Rewrite the listing from the line containing "Return the polygon of every instance of the white wall" through the line containing "184L5 108L11 111L10", substituting "plaster wall" for "white wall" and leaving everything else unchanged.

◆ Exercise input:
* START *

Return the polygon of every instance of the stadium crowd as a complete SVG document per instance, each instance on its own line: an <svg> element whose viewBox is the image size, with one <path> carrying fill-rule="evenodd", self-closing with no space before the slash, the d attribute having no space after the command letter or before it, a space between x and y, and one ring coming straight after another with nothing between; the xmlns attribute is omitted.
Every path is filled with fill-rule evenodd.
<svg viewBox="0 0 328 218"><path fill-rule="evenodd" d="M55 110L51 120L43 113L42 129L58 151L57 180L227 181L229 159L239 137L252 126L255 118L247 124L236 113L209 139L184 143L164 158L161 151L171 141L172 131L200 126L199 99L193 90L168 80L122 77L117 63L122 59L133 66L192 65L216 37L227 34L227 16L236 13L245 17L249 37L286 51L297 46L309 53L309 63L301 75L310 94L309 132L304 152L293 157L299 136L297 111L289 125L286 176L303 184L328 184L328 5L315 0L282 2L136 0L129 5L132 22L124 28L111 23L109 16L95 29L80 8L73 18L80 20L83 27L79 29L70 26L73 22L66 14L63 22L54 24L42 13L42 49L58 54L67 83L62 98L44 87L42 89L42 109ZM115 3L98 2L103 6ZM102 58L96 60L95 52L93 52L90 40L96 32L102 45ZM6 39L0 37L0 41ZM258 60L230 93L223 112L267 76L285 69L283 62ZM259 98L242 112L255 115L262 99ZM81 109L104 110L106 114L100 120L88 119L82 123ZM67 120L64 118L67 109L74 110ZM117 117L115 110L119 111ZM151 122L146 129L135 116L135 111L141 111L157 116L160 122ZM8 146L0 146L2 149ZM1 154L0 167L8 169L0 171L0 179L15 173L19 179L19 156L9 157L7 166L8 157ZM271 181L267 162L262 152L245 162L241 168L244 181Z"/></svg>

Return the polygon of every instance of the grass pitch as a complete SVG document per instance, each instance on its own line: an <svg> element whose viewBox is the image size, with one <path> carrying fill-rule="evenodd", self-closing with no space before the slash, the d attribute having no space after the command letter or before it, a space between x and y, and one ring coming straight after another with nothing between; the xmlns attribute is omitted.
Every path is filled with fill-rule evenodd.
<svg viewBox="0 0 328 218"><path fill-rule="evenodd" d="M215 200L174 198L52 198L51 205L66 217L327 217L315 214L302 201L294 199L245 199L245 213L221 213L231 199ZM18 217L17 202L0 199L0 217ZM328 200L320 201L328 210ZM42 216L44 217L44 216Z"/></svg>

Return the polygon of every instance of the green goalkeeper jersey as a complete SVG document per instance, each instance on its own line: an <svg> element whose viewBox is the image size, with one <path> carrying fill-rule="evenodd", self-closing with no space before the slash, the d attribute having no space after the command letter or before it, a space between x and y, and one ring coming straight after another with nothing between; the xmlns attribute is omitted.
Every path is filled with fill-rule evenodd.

* END *
* START *

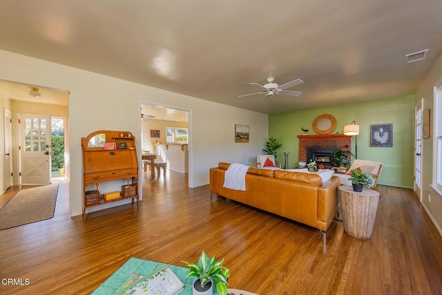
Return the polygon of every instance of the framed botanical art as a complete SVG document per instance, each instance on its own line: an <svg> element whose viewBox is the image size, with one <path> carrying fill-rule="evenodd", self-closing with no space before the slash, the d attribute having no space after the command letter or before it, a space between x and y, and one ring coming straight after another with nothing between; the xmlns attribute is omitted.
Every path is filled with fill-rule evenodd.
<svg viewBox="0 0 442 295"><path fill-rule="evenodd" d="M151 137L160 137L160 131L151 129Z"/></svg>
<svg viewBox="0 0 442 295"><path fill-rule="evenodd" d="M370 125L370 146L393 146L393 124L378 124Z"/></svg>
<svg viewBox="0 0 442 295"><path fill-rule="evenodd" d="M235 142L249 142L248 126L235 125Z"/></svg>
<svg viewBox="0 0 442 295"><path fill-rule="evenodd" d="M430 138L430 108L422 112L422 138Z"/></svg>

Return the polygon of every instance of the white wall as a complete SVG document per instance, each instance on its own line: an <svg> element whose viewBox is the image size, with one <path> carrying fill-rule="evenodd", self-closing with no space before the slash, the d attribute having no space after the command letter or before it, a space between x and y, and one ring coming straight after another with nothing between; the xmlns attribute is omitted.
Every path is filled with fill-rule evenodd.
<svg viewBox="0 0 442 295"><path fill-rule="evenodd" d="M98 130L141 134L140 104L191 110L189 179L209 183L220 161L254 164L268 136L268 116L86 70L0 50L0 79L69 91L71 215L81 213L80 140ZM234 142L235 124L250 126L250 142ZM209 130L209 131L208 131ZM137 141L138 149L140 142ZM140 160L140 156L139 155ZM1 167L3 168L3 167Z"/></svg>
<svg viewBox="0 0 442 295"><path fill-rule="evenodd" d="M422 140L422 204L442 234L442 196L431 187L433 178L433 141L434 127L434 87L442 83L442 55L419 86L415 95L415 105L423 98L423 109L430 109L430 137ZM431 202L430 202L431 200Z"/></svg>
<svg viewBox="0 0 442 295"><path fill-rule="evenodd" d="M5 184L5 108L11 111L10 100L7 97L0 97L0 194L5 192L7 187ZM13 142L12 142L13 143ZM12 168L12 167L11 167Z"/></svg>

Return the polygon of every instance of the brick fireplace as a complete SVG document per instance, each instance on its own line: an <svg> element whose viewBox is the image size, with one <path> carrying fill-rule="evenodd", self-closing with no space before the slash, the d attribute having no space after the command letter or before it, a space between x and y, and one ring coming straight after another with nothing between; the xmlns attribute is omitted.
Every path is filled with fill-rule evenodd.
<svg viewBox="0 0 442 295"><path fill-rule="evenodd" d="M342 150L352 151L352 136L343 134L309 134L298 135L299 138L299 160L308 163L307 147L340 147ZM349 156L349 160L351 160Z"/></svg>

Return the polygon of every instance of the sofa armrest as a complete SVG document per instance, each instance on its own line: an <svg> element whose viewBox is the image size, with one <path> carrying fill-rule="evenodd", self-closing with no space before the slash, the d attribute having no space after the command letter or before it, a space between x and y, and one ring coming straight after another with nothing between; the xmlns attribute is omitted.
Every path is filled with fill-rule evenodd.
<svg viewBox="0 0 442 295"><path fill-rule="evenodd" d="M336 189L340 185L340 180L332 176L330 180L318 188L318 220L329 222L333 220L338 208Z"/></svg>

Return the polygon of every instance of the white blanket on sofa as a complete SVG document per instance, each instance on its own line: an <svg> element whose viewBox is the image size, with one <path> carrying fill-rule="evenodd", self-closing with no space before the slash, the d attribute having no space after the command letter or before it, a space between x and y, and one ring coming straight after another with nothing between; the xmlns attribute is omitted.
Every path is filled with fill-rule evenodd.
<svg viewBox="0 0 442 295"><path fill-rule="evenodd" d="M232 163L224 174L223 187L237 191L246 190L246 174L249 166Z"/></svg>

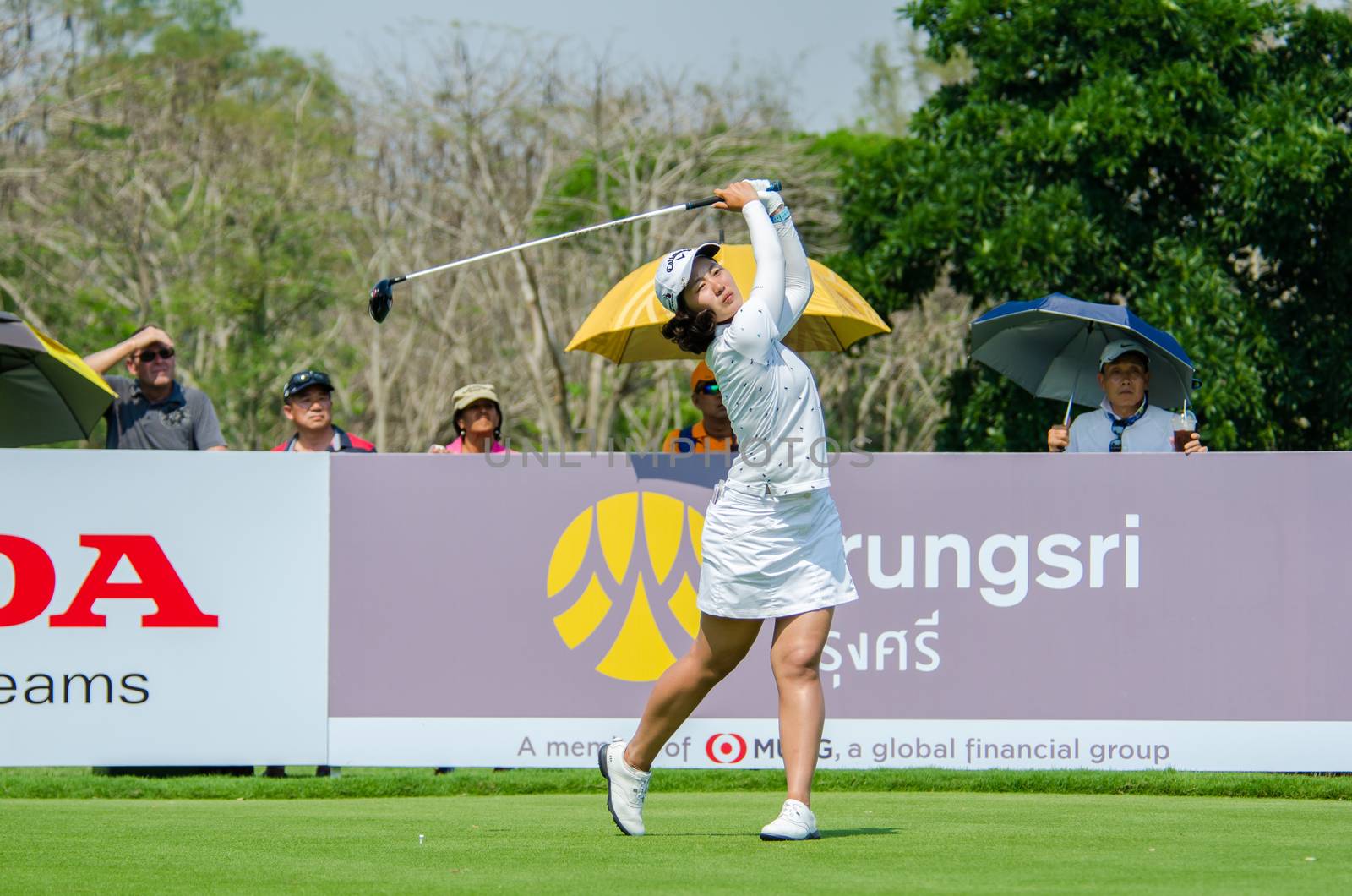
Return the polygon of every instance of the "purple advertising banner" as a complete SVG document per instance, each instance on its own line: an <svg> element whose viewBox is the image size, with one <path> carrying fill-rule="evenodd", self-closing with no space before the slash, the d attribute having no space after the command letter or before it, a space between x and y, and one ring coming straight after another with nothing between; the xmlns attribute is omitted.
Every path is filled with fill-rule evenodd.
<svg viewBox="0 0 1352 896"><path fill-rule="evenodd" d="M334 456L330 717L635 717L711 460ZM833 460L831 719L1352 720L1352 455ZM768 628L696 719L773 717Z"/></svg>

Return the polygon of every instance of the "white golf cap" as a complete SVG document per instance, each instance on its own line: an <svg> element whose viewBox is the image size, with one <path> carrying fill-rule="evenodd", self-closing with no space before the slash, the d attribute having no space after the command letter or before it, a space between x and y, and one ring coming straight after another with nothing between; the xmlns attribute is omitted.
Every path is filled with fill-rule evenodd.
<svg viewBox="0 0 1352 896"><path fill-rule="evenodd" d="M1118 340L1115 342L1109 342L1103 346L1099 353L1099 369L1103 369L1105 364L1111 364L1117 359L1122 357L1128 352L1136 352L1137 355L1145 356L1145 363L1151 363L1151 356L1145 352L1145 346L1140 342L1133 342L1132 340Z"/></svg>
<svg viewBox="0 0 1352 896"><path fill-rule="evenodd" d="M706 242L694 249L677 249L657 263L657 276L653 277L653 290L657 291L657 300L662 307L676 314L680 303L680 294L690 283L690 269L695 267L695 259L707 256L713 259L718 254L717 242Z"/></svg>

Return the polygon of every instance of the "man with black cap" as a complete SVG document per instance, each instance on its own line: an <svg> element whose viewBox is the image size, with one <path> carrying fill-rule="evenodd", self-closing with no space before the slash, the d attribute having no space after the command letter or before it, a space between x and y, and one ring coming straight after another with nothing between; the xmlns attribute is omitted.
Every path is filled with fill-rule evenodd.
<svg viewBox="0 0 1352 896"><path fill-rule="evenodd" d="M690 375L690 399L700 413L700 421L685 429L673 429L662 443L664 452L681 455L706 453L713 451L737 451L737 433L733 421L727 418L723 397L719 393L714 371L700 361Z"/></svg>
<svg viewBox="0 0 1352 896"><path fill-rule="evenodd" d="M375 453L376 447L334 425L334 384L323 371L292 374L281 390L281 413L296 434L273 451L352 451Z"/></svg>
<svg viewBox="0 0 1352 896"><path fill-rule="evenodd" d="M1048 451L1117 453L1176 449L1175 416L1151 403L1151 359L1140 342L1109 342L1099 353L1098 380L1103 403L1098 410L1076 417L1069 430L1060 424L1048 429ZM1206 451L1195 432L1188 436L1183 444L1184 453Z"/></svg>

* END *

◆ Solution below:
Return the polygon of every instance of the plaster wall as a complete SVG document per instance, each instance on its own line: an <svg> element whose viewBox is the image size, with one <path> carrying fill-rule="evenodd", self-closing with no space before the slash, the d attribute having no space after the command letter or before it, a space between x and y, and one ring coming straight after another with nothing between; the xmlns attribute is omitted.
Every path is filled with fill-rule evenodd.
<svg viewBox="0 0 442 295"><path fill-rule="evenodd" d="M98 130L141 134L140 104L191 110L189 179L209 183L220 161L254 164L268 136L268 116L86 70L0 50L0 79L69 91L71 215L81 213L80 140ZM234 142L235 124L250 126L250 142ZM209 130L209 131L208 131ZM137 141L138 149L140 142ZM140 160L140 156L139 155ZM1 167L3 168L3 167Z"/></svg>
<svg viewBox="0 0 442 295"><path fill-rule="evenodd" d="M422 140L422 204L442 234L442 196L431 187L433 178L433 141L434 127L434 87L442 83L442 55L419 86L415 95L415 105L423 98L423 109L430 109L430 137ZM431 202L430 202L431 200Z"/></svg>
<svg viewBox="0 0 442 295"><path fill-rule="evenodd" d="M5 184L5 108L11 111L10 100L7 97L0 97L0 194L5 192L7 187ZM13 142L12 142L13 143ZM12 168L12 167L11 167Z"/></svg>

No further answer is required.